» SHORT PROBLEM:
Please return, unchanged, the part of the listing that opens with the line containing "Target: bottle on counter" and closes with the last line of the listing, including both ends.

» ENTRIES SHOWN:
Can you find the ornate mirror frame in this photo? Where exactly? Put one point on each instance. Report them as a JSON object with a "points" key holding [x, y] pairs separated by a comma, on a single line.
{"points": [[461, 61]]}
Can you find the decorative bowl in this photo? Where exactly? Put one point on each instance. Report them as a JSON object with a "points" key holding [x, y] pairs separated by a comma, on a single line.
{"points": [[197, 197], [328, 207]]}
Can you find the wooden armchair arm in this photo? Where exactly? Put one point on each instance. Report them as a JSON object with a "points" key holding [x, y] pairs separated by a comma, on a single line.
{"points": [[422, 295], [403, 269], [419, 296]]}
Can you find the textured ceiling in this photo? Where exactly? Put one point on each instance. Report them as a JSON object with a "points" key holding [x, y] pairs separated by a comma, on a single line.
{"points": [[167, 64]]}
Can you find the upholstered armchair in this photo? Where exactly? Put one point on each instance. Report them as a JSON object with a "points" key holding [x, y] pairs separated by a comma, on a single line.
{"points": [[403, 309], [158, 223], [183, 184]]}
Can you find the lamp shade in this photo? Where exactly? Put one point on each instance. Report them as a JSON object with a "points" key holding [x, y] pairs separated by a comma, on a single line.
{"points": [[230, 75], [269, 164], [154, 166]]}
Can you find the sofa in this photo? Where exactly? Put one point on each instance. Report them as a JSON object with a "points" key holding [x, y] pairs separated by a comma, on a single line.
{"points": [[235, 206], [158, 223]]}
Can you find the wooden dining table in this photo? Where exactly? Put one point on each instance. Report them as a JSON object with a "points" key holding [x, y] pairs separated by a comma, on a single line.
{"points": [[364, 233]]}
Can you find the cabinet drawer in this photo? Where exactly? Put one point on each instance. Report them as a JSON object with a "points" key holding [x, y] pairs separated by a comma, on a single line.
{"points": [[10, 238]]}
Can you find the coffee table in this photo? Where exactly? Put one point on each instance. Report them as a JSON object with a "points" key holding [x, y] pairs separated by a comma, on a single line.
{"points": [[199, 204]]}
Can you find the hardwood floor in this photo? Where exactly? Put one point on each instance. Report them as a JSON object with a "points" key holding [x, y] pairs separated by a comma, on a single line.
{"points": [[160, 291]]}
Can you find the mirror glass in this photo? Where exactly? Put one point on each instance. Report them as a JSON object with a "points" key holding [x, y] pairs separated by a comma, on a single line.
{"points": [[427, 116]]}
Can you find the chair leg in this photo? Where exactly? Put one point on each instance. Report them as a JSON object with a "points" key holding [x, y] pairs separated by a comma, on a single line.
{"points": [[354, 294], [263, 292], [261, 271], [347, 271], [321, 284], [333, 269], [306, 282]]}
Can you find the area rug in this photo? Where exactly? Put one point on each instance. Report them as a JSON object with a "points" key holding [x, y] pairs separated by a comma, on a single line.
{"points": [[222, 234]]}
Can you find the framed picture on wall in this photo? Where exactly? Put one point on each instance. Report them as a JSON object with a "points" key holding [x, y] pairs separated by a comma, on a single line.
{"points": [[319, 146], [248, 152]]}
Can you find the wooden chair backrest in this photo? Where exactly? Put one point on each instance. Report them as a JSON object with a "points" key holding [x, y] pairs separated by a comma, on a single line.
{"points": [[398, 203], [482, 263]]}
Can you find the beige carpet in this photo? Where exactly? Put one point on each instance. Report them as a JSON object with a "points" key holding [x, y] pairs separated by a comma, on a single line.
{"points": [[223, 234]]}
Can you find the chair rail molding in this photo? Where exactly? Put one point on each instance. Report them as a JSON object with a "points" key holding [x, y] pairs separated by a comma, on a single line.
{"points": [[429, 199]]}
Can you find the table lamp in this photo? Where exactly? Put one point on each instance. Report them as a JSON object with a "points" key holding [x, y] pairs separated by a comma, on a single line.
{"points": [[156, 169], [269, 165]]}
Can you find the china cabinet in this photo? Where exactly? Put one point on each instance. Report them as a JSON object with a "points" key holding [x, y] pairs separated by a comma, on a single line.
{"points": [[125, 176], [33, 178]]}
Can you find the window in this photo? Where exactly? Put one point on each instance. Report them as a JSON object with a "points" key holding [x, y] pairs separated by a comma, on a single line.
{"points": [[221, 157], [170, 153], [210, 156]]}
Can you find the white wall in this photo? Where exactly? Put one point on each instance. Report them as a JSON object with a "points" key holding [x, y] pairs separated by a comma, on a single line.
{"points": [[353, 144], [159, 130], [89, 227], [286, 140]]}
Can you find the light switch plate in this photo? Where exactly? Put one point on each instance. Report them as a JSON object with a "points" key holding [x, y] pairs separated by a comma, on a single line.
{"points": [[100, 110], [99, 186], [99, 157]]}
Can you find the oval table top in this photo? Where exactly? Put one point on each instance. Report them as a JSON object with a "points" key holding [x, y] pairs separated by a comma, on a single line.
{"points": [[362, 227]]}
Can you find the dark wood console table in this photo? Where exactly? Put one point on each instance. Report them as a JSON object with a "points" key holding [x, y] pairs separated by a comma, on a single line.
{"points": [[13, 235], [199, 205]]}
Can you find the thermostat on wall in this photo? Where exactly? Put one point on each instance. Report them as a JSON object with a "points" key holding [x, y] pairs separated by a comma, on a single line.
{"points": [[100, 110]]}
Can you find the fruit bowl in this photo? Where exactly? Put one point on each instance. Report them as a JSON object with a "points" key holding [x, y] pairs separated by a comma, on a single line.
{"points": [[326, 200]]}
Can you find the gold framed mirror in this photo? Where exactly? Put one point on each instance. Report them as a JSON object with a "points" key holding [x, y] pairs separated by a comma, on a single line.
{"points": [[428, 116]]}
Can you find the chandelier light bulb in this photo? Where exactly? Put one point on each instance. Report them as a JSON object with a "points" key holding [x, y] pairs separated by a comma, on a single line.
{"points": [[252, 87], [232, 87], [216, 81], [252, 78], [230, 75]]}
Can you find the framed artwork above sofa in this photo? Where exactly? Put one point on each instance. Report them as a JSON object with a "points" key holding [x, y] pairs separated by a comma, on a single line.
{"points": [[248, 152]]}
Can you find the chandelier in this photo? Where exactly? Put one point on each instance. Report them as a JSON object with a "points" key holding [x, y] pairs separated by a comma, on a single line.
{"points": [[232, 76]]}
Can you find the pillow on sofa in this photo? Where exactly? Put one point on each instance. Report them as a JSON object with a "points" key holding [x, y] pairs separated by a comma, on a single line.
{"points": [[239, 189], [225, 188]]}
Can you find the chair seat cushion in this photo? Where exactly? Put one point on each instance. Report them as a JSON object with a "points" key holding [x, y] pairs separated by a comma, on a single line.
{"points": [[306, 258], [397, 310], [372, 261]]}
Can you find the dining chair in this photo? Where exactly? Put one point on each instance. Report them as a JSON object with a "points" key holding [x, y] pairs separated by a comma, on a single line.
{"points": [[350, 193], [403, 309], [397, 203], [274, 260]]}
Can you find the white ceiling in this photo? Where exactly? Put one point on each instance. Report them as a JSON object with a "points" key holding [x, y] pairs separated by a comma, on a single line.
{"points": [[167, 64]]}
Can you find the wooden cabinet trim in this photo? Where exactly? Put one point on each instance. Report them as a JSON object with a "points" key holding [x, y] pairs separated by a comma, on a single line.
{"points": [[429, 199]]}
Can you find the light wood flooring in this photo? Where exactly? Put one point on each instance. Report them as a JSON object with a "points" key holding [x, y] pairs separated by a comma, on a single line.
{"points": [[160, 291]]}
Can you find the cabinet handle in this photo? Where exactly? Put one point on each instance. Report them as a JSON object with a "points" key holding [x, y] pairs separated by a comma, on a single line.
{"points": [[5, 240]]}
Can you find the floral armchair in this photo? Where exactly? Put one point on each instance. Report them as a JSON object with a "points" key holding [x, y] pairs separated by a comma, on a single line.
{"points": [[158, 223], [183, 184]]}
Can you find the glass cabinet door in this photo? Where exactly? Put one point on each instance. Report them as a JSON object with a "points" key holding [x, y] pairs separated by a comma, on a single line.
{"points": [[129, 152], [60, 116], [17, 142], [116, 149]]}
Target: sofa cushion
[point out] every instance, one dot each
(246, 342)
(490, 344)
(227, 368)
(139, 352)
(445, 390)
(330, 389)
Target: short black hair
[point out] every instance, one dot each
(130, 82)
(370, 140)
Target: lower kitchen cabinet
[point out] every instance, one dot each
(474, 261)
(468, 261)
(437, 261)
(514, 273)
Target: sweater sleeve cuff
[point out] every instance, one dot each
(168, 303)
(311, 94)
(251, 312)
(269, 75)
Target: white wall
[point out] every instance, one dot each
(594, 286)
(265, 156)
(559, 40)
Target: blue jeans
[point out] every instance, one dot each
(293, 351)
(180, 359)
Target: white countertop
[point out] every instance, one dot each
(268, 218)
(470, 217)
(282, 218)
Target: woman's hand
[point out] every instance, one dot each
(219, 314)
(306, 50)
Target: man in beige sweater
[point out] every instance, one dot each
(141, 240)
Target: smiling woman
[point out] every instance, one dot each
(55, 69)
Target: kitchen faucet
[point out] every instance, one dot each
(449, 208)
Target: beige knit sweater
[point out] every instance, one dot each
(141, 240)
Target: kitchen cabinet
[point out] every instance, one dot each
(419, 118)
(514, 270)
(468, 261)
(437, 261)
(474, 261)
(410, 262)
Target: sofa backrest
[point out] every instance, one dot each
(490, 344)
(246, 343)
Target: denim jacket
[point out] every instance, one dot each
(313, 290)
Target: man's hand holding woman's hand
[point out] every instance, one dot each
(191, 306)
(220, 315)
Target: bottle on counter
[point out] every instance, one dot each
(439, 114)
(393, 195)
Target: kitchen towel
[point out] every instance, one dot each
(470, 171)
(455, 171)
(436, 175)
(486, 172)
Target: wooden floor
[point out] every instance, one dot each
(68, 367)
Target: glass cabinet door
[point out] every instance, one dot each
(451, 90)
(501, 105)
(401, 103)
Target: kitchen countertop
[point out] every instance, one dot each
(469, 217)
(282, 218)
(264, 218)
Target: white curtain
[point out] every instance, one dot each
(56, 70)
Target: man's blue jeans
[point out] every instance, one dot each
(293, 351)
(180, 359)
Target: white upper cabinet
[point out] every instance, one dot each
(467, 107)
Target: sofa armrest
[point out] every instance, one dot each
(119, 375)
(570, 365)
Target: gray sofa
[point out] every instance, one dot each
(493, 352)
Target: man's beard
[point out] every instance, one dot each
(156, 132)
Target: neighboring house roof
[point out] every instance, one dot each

» RESULT OF THE EXERCISE:
Target: bottle on counter
[point out] every instance, one dot each
(439, 114)
(393, 195)
Target: kitchen towel
[point out] every instance, one dot each
(470, 171)
(455, 171)
(436, 175)
(486, 172)
Target: wooden floor
[point out] every instance, one dot each
(68, 367)
Target: glass cabinet door
[point out] every instance, one dot each
(451, 90)
(501, 105)
(401, 103)
Target: kitchen countertop
[point out] every instance, one dot each
(469, 217)
(282, 218)
(264, 218)
Target: white curtain
[point out] every instance, one dot each
(56, 70)
Target: man's blue jeans
[point out] every instance, one dot each
(293, 351)
(180, 359)
Target: white upper cabinet
[point out] every instance, one dot each
(467, 107)
Target: sofa armrest
[point out] every instance, one dot each
(119, 375)
(570, 365)
Target: gray sofa
[point out] every instance, one dot each
(493, 352)
Target: man's beard
[point out] every instance, one dot each
(156, 132)
Target: neighboring house roof
[point out] every instance, one dot each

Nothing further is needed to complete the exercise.